Working data:

※ ※ ※

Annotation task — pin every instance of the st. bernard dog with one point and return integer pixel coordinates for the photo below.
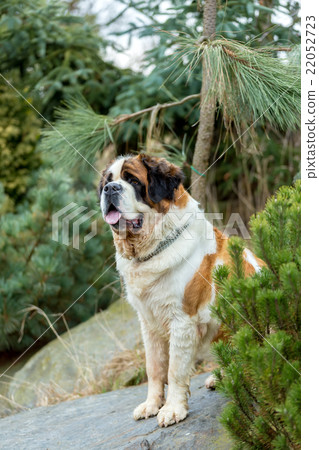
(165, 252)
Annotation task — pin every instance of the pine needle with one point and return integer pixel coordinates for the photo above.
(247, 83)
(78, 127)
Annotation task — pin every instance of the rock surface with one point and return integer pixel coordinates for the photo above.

※ ※ ※

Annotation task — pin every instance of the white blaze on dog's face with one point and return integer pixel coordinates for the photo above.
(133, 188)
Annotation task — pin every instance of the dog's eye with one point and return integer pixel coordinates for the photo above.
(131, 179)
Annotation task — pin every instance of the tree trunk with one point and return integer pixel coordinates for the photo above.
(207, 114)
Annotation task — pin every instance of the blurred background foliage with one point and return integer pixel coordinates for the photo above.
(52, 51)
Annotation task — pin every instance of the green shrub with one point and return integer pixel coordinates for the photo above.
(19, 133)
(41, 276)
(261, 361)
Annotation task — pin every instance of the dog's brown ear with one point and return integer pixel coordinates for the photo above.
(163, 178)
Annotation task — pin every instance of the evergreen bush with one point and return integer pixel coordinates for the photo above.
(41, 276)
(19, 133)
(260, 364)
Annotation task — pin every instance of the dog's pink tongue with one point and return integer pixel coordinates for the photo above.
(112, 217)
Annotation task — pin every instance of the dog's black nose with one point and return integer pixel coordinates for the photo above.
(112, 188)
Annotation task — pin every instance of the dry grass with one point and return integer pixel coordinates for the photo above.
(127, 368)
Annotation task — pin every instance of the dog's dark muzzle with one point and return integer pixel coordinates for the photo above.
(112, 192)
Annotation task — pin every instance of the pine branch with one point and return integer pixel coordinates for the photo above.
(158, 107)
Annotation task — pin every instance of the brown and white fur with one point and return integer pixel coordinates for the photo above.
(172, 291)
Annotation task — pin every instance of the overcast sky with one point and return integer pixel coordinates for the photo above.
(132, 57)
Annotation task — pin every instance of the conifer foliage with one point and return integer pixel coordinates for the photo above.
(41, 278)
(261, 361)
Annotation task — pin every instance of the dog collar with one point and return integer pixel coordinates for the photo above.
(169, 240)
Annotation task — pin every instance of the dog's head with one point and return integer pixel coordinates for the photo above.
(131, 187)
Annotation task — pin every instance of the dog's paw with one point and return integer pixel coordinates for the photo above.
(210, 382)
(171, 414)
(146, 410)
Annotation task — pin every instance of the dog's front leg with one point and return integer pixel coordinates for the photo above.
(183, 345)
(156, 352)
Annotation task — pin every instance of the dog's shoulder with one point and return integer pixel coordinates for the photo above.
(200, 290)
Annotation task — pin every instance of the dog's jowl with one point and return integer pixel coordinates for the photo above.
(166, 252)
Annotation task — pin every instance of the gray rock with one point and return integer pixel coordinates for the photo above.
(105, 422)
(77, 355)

※ ※ ※

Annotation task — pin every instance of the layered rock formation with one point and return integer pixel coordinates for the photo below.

※ ※ ※

Copy the stretch from "Annotation task — pin every instance of the st." through "Annotation task — pin every instance of the rock", renaming "integer" to "whole-number" wherever it occurs and changing nothing else. Omit the pictures.

Solution:
Annotation task — pin every instance of the st. bernard dog with one point and return whole-number pixel coordinates for the photo below.
(165, 252)
Annotation task — pin every instance of the pine needle with one point and return whole-number pixel coordinates for the photo above.
(247, 83)
(78, 127)
Annotation task — pin every instance of the rock surface with one point and return whole-number pixel coordinates for the photo above.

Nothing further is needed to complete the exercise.